◆ **What you should do**
Rewrite the material below with every occurrence of "marker" changed to "pin", keeping everything else the same.

◆ **Source records**
———
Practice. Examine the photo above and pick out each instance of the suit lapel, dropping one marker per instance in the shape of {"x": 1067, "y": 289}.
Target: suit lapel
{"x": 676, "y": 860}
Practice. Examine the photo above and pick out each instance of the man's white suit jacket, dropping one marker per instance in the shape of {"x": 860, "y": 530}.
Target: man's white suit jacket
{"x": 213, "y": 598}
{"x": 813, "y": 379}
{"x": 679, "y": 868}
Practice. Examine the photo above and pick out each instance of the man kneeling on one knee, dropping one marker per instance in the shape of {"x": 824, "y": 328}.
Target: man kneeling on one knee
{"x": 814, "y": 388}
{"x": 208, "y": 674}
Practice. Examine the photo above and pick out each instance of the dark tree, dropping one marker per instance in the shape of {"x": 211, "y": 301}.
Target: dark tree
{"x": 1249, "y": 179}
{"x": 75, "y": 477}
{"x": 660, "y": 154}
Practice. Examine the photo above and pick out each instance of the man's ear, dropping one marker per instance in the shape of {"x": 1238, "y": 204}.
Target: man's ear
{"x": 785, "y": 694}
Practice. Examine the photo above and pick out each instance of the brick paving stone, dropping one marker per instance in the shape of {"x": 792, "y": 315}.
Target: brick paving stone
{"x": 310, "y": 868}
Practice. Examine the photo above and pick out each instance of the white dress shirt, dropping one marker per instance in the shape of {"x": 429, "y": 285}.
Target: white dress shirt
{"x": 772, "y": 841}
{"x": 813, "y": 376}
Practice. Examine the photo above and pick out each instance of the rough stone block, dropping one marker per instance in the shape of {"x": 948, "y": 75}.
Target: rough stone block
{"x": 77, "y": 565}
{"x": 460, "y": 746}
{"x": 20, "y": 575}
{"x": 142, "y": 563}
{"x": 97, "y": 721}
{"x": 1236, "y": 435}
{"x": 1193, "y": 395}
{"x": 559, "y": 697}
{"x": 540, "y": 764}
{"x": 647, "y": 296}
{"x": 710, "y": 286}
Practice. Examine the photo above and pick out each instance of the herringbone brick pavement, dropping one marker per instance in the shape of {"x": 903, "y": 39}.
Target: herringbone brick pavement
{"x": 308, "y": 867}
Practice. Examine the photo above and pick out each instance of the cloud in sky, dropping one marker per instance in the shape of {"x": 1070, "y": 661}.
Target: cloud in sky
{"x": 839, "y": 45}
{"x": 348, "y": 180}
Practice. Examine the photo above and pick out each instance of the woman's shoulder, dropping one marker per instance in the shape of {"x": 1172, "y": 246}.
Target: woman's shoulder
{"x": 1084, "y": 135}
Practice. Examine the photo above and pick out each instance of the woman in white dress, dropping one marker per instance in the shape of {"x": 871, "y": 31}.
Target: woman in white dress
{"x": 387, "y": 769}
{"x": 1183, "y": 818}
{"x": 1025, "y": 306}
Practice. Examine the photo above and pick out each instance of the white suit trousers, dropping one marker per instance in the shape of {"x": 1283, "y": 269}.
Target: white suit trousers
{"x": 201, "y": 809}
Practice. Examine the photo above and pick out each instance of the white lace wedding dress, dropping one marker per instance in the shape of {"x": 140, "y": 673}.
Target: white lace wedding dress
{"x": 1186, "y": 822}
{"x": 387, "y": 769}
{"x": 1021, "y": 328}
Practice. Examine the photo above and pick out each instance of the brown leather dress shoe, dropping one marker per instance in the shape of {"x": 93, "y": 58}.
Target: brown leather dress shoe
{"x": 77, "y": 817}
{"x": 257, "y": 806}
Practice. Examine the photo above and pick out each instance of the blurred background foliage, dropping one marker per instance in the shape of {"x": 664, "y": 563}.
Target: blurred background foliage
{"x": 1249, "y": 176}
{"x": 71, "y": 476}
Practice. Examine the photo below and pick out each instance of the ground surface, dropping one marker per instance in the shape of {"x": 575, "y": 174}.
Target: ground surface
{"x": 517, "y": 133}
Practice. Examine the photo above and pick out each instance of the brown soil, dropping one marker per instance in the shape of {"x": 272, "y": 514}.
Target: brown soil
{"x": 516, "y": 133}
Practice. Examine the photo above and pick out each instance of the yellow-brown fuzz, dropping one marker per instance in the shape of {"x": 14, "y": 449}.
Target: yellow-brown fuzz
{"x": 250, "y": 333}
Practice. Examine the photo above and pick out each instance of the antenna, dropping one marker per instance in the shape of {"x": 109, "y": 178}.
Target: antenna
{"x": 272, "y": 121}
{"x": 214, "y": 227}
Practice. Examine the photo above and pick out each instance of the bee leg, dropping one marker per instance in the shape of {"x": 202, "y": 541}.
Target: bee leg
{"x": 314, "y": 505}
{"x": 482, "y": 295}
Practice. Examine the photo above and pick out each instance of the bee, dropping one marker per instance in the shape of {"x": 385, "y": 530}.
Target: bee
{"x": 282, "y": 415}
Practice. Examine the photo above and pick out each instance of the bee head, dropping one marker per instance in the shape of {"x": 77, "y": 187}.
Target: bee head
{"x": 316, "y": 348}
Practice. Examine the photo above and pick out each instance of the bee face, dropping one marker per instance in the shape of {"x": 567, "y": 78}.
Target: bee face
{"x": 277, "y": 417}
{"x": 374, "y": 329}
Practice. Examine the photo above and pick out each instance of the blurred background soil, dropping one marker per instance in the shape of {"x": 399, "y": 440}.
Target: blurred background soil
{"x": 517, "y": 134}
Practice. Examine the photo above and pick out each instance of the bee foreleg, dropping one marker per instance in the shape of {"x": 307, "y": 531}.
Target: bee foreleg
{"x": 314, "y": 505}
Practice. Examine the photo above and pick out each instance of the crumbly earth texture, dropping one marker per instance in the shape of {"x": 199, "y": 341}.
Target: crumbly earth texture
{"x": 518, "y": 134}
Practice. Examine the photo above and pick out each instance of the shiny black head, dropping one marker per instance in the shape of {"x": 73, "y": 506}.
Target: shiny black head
———
◆ **Written reply**
Practice. Examine the photo above and pick out each instance of the suit lapel, dropping one pin per instance in the shape of {"x": 1067, "y": 289}.
Target: suit lapel
{"x": 676, "y": 860}
Practice. Examine the photo above and pick out each instance of the man's white suit jacket, dropping one pin per instance in the shape of {"x": 860, "y": 530}.
Target: man's white suit jacket
{"x": 213, "y": 598}
{"x": 813, "y": 379}
{"x": 679, "y": 868}
Practice. Examine the photo above and pick out each instance of the man kneeling on one knee, dropping one pin per instance in the shape of {"x": 824, "y": 328}.
Target: man kneeling on one knee
{"x": 814, "y": 388}
{"x": 208, "y": 674}
Practice. Examine the photo above and pick out each instance of the dark tree, dropping one pin per instance in the shape of {"x": 211, "y": 301}.
Target: dark tree
{"x": 1249, "y": 179}
{"x": 75, "y": 477}
{"x": 660, "y": 154}
Practice. Examine the photo above and pick out each instance of the man's ear, dropping one pin per instance in the shape of {"x": 1238, "y": 204}.
Target: man's ear
{"x": 785, "y": 694}
Practice. Examine the photo above and pick out each instance of the brick paving stone, dropping one pin per instance in the shape of {"x": 792, "y": 315}.
Target: brick paving stone
{"x": 310, "y": 868}
Practice. Examine the photo above and pick out each instance of the white dress shirt, dropping one pin per instance in the shape of {"x": 429, "y": 285}.
Target: white dress shirt
{"x": 772, "y": 841}
{"x": 813, "y": 376}
Practice. Examine the photo above and pick out each instance of the rough stone block, dropping one pin per instance in the shape of {"x": 948, "y": 75}.
Target: rough stone block
{"x": 77, "y": 565}
{"x": 460, "y": 746}
{"x": 20, "y": 575}
{"x": 142, "y": 563}
{"x": 97, "y": 721}
{"x": 1236, "y": 435}
{"x": 1193, "y": 395}
{"x": 559, "y": 697}
{"x": 540, "y": 764}
{"x": 647, "y": 296}
{"x": 710, "y": 286}
Practice. Examine the photo above and pick out each instance of the herringbone brick pavement, dropping one pin per instance in the shape of {"x": 903, "y": 39}.
Target: herringbone brick pavement
{"x": 308, "y": 867}
Practice. Examine the photo above and pick out each instance of the cloud in sky, dropping one pin per instance in the shape of {"x": 1070, "y": 661}.
Target: cloud in sky
{"x": 839, "y": 45}
{"x": 348, "y": 180}
Practice. Examine the photo above and pick out each instance of the woman's shoulder, dropping one pin per instance in the shape of {"x": 1172, "y": 246}.
Target: woman's shoulder
{"x": 1084, "y": 135}
Practice. Examine the photo above and pick out each instance of the woman in white dress, dropping one pin per instance in the shape of {"x": 871, "y": 31}.
Target: woman in white dress
{"x": 387, "y": 769}
{"x": 1183, "y": 818}
{"x": 1025, "y": 306}
Practice. Examine the photo above and pick out each instance of the white suit trousers, dropping one pin per instance in the shape of {"x": 1283, "y": 269}.
Target: white suit trousers
{"x": 201, "y": 809}
Practice. Examine the photo above and pick out each instance of the white lace wedding dress, dropping one pin per instance in the shape of {"x": 140, "y": 673}.
Target: white lace wedding dress
{"x": 1186, "y": 822}
{"x": 387, "y": 769}
{"x": 1021, "y": 328}
Practice. Examine the photo above and pick out each instance of the brown leather dress shoe, dropping one pin per instance in the shape of {"x": 93, "y": 58}.
Target: brown leather dress shoe
{"x": 77, "y": 817}
{"x": 257, "y": 806}
Practice. Examine the photo above and pick out each instance of the blurred background foliage, dropping one pin per instance in the shape of {"x": 664, "y": 563}.
Target: blurred background foliage
{"x": 1249, "y": 176}
{"x": 71, "y": 476}
Practice. Examine the photo below and pick out each instance of the ground surface, dropping one pin per instance in the shape of {"x": 575, "y": 174}.
Target: ground surface
{"x": 517, "y": 133}
Practice. Examine the photo above and pick out each instance of the brown soil, dropping one pin per instance in the shape of {"x": 272, "y": 514}.
Target: brown soil
{"x": 516, "y": 133}
Practice. Examine the photo above and pick out each instance of the yellow-brown fuzz, dropping one pin per instance in the shape of {"x": 14, "y": 449}.
Target: yellow-brown fuzz
{"x": 250, "y": 333}
Practice. Examine the photo above and pick out each instance of the antenna, dropping one pin per instance in the shape of {"x": 109, "y": 178}.
Target: antenna
{"x": 272, "y": 121}
{"x": 214, "y": 227}
Practice. Examine the photo above and pick out each instance of the bee leg, dropping one pin per instance in the shape of {"x": 202, "y": 541}.
Target: bee leg
{"x": 314, "y": 505}
{"x": 482, "y": 295}
Practice. Examine the photo above and pick out each instance of the bee, dropping one pin per instance in the shape of {"x": 385, "y": 530}.
Target: bee
{"x": 282, "y": 415}
Practice. Examine the photo above and pick out each instance of the bee head, dropping one pin per instance in the shape of {"x": 77, "y": 187}.
Target: bee head
{"x": 316, "y": 348}
Practice. Examine the photo above and pick out each instance of the bee face, dropping one pin per instance in the shape of {"x": 567, "y": 78}.
Target: bee face
{"x": 277, "y": 417}
{"x": 374, "y": 329}
Practice. Examine the photo above and pick out each instance of the blurred background soil, dropping one pin per instance in the shape of {"x": 399, "y": 440}.
Target: blurred background soil
{"x": 517, "y": 134}
Practice. Examine the photo above and pick out each instance of the bee foreleg, dropping one pin per instance in the shape of {"x": 307, "y": 531}.
Target: bee foreleg
{"x": 314, "y": 505}
Practice. Examine the photo above and pick out each instance of the crumbly earth texture, dropping one pin per instance in the shape of {"x": 199, "y": 341}.
Target: crumbly earth texture
{"x": 518, "y": 134}
Practice. Examine the photo above and pick out each instance of the shiny black head, dropping one pin per instance in the shape of {"x": 73, "y": 506}.
Target: shiny black head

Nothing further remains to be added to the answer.